**EXCERPT**:
++++++++++++++++++++

The purpose of this study was to compare patients with osteochondral lesions of the talus (OCLT) with and without concomitant chronic ankle instability (CAI).
Data from the German Cartilage Registry (KnorpelRegister DGOU) for 63 patients with a solitary OCLT were used. All patients received autologous matrix-induced chondrogenesis (AMIC) for OCLT treatment. Patients in group A received an additional ankle stabilisation, while patients in group B received AMIC alone. Both groups were compared according to demographic, lesion-related, and therapy-related factors as well as baseline clinical outcome scores at the time of surgery. The Foot and Ankle Ability Measure (FAAM), the Foot and Ankle Outcome Score (FAOS), and the Numeric Rating Scale for Pain (NRS) were used.
Patients in group A were older compared to group B [median 34 years (range 20–65 years) vs. 28.5 years (range 18–72 years)]; the rate of trauma-associated OCLTs was higher (89.7% vs. 38.3%); more patients in group A had a previous non-surgical treatment (74.1% vs. 41.4%); and their OCLT lesion size was smaller [median 100 mm2 (range 15–600 mm2) vs. 150 mm2 (range 25–448 mm2)]. Most OCLTs were located medially in the coronary plane and centrally in the sagittal plane in both groups. Patients in group A had worse scores on the FAOS quality-of-life subscale compared to patients in group B.
Patients with OCLT with concomitant CAI differ from those without concomitant CAI according to demographic and lesion-related factors. The additional presence of CAI worsens the quality of life of patients with OCLT. Patients with OCLT should be examined for concomitant CAI, so that if CAI is present, it can be integrated into the treatment concept.

++++++++++++++++++++

**YOUR GOAL**: What does the passage of the ankle cartilage study read, reproduced word for word between "The purpose of" and "(NRS) were used.", inclusive?

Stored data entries

++++++++++++++++++++

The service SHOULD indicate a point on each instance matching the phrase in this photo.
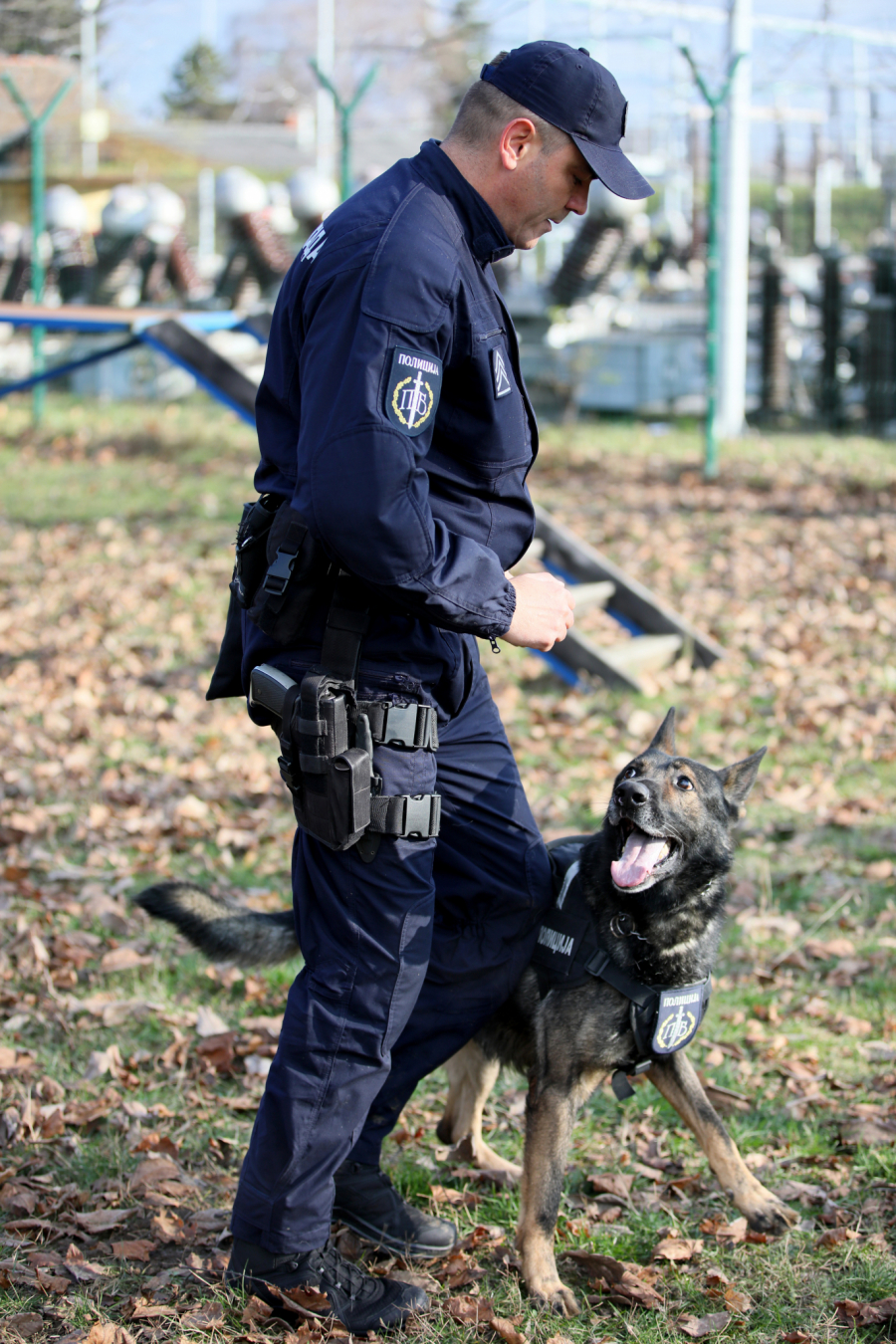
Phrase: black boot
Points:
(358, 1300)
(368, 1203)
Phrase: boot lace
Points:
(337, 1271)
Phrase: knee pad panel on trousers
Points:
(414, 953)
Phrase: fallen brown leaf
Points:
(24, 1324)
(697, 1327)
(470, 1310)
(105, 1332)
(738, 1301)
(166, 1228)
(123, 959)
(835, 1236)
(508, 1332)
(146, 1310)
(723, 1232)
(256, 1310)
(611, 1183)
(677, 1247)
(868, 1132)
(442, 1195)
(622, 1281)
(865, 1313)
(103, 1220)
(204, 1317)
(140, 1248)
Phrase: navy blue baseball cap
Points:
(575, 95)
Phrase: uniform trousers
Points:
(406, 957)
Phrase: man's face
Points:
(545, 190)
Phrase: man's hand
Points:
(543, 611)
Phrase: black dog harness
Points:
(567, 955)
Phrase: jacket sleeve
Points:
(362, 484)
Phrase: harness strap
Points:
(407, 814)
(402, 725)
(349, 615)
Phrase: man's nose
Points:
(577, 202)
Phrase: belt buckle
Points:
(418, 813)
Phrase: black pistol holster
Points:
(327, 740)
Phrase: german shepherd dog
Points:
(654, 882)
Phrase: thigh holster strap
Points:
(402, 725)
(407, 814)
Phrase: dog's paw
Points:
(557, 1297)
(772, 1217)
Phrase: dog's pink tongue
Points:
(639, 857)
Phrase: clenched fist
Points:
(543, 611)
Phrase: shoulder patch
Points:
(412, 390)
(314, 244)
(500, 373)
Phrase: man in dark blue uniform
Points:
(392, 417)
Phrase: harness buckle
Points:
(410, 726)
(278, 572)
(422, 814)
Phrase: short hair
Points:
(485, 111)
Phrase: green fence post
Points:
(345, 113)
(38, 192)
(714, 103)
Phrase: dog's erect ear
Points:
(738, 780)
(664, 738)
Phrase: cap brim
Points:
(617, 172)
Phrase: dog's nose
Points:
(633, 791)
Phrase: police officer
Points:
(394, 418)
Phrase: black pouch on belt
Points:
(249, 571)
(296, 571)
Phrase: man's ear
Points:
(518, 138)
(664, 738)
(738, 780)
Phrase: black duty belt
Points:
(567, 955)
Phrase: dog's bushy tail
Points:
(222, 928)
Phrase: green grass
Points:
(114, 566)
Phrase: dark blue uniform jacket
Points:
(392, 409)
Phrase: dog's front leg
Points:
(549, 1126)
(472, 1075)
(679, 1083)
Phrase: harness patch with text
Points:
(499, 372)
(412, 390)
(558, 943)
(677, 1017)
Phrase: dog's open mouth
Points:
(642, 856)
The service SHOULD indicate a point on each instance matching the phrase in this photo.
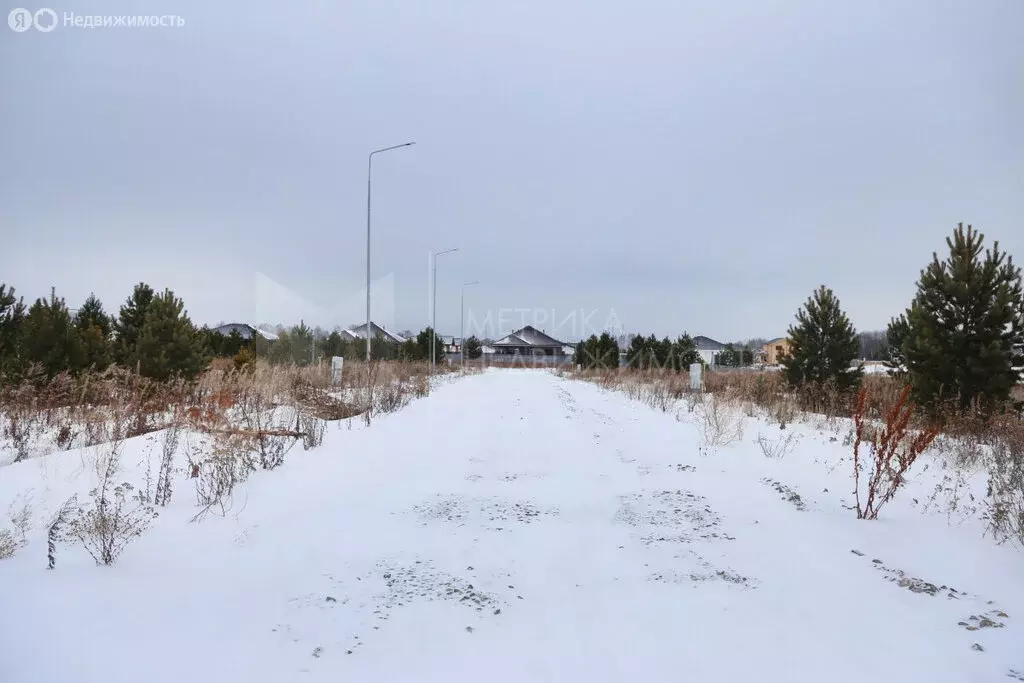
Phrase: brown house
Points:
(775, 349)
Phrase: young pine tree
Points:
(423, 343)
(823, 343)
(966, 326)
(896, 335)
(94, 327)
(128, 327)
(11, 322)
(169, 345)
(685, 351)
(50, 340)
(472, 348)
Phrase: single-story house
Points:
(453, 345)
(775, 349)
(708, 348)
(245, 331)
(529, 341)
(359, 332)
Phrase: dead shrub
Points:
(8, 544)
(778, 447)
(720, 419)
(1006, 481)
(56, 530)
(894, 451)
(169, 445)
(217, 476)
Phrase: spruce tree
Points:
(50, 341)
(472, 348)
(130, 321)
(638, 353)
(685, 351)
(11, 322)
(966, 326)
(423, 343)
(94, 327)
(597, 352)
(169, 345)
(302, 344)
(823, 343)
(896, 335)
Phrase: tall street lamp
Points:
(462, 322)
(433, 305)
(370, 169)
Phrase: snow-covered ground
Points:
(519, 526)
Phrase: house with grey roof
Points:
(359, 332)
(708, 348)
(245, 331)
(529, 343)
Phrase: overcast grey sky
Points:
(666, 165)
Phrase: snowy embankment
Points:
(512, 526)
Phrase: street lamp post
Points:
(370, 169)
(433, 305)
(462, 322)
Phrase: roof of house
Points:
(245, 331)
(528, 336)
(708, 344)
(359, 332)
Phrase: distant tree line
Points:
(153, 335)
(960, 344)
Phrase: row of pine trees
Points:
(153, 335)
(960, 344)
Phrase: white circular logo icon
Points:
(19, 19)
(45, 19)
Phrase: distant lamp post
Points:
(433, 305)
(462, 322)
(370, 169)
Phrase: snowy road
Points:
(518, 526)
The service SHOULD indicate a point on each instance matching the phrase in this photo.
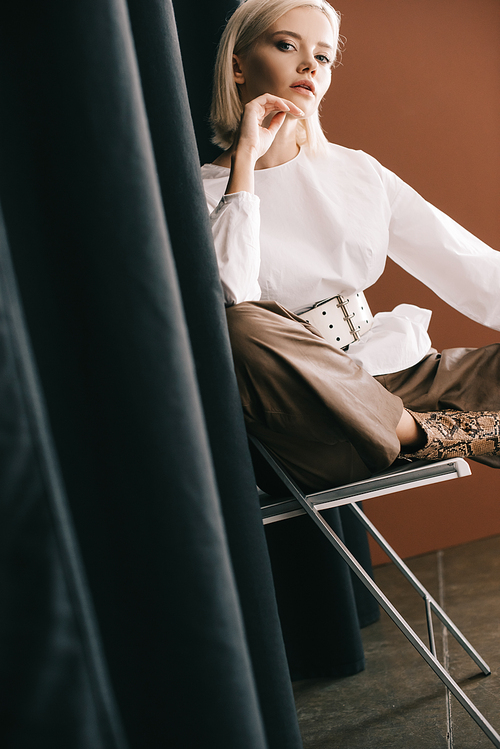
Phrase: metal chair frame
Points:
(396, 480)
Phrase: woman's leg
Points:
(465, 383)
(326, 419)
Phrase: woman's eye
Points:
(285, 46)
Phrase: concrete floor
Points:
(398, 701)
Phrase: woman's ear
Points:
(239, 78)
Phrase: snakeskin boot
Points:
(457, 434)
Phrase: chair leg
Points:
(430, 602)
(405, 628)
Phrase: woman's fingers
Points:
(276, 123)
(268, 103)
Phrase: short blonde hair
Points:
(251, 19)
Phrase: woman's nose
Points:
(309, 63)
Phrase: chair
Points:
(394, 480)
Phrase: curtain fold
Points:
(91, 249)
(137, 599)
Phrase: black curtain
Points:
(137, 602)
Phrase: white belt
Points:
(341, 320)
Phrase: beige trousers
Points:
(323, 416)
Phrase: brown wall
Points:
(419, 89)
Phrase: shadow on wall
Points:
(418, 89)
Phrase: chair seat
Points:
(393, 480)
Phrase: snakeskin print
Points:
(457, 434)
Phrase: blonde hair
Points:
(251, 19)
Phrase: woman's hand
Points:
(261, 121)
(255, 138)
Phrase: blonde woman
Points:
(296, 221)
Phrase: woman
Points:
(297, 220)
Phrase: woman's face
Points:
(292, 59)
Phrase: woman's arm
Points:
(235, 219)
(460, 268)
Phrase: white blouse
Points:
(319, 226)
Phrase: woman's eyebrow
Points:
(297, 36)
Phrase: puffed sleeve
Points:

++++++++++++++++++++

**TASK ANSWER**:
The purpose of this study was to compare patients with osteochondral lesions of the talus (OCLT) with and without concomitant chronic ankle instability (CAI).
Data from the German Cartilage Registry (KnorpelRegister DGOU) for 63 patients with a solitary OCLT were used. All patients received autologous matrix-induced chondrogenesis (AMIC) for OCLT treatment. Patients in group A received an additional ankle stabilisation, while patients in group B received AMIC alone. Both groups were compared according to demographic, lesion-related, and therapy-related factors as well as baseline clinical outcome scores at the time of surgery. The Foot and Ankle Ability Measure (FAAM), the Foot and Ankle Outcome Score (FAOS), and the Numeric Rating Scale for Pain (NRS) were used.